WHAT THIS TASK INVOLVES: Down to the final line, reproduce the entries that follow exactly.
[Start of Attachment]
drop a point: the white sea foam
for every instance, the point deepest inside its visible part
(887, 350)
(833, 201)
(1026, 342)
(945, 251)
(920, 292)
[End of Attachment]
SOLVED EXERCISE:
drop a point: the white sea foam
for every instance, the point deepest inside its visible part
(887, 350)
(833, 201)
(1026, 342)
(945, 251)
(920, 292)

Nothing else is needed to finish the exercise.